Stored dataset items

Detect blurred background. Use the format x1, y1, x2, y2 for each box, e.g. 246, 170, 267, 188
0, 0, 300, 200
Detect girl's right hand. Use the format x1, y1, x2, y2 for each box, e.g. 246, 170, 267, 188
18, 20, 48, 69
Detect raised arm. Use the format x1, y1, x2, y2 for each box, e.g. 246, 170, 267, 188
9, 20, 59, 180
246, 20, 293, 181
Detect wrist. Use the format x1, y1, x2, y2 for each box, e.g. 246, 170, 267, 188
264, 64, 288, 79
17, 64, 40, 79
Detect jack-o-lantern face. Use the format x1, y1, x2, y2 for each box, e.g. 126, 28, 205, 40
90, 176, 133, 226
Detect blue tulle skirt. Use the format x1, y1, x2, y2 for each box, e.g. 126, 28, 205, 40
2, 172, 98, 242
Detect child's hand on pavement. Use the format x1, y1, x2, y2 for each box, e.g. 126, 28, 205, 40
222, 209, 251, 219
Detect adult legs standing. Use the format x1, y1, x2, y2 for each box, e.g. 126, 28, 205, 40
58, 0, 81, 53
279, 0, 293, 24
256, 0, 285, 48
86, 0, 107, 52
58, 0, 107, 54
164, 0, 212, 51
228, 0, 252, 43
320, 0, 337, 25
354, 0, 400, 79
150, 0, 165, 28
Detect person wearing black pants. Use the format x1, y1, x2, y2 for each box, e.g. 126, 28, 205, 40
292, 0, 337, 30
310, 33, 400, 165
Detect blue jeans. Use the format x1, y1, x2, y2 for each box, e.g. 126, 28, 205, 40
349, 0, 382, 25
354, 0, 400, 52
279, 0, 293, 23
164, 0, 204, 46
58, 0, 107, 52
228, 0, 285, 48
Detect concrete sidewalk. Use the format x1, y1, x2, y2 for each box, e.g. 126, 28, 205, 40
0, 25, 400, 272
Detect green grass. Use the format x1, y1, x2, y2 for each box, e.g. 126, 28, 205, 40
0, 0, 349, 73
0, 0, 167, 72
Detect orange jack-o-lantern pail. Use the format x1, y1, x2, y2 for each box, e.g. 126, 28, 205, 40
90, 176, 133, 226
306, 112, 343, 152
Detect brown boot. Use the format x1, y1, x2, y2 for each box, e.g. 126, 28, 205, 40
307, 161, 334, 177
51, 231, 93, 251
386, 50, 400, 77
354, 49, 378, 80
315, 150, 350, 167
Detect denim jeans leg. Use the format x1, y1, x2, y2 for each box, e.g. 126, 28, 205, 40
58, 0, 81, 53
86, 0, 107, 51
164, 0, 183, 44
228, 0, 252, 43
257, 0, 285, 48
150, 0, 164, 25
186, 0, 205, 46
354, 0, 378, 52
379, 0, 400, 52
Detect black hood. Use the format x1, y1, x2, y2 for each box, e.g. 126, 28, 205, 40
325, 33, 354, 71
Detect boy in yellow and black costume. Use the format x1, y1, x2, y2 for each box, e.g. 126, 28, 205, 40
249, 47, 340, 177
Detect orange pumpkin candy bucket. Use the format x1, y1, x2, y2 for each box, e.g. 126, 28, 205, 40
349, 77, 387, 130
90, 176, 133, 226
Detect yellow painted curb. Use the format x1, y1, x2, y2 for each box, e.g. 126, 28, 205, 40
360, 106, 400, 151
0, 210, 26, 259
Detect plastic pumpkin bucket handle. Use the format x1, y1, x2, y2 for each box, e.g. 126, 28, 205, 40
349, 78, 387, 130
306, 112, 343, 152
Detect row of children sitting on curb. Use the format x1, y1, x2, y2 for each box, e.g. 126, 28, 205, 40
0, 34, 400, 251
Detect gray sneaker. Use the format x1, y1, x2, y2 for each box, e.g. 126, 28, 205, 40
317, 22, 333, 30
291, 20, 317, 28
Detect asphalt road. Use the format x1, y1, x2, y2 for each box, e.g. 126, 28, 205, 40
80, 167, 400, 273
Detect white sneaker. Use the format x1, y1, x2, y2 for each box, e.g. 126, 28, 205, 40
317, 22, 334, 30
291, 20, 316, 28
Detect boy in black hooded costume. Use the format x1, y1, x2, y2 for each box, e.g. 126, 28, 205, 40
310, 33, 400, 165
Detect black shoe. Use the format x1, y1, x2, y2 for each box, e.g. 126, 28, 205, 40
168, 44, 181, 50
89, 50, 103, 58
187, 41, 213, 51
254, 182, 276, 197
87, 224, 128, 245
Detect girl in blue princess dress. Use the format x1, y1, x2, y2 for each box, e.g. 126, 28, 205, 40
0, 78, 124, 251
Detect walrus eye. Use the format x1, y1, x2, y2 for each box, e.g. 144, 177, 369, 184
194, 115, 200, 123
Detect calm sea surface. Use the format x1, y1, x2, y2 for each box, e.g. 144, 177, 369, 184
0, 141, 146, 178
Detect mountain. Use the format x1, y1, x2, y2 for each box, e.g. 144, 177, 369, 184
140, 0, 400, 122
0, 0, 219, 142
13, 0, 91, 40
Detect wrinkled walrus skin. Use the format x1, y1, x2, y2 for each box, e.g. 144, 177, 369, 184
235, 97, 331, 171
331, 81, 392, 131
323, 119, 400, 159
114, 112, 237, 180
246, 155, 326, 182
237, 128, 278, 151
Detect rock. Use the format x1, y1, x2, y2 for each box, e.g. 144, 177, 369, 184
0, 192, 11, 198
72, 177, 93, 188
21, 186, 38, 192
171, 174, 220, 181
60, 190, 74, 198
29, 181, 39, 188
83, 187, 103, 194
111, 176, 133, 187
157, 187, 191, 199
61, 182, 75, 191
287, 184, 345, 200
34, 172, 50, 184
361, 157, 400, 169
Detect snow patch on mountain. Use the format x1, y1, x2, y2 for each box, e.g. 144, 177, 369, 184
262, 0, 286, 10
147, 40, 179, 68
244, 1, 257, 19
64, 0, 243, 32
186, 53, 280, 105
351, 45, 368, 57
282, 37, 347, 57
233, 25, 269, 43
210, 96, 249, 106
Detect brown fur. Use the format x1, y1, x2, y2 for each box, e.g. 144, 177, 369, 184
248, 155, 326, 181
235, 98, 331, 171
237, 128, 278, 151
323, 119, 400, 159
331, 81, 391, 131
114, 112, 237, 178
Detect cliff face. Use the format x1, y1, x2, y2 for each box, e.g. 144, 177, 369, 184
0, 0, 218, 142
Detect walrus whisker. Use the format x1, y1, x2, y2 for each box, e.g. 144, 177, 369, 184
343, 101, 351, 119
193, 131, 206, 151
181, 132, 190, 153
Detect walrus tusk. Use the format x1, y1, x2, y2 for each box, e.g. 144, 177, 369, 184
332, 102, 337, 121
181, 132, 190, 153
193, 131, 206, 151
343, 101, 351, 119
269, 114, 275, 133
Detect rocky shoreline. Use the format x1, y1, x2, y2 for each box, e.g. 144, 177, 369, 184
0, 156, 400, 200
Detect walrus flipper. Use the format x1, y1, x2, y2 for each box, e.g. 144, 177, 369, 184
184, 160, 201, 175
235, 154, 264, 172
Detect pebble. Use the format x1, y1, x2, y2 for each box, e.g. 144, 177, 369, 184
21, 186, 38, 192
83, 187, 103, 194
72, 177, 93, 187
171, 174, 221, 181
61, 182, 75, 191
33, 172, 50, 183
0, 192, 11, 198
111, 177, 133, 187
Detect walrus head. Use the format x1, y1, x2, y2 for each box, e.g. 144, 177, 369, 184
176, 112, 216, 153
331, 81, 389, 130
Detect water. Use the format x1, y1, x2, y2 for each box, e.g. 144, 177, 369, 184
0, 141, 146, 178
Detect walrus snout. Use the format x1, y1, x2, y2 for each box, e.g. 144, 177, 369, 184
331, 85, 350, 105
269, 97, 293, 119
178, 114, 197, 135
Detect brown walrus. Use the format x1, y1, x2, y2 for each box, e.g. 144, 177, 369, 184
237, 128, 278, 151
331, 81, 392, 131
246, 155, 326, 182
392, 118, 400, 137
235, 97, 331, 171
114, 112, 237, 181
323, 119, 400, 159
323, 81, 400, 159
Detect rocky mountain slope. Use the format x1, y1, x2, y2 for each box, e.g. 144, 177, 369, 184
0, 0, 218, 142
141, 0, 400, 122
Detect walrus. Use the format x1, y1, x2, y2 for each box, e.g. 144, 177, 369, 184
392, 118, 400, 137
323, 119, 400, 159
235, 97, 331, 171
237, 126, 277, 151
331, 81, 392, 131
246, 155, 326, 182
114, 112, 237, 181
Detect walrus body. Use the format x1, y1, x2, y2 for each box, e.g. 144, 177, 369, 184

## TASK DETAILS
Give the data between the lines holding "Detect blue tulle" and "222, 209, 251, 219", inclusive, as a two-column CSV with the headers text and value. Each text gets one row alongside its value, with every field in double quotes and any line breaks replaced by spaces.

## COMPLETE ANSWER
text,value
"Detect blue tulle skirt. Use the format x1, y1, x2, y2 for each box, e.g. 126, 28, 205, 40","2, 172, 98, 242"
"Detect child's hand on pavement. Use the format x1, y1, x2, y2 for each box, e.g. 126, 28, 205, 40","222, 209, 251, 219"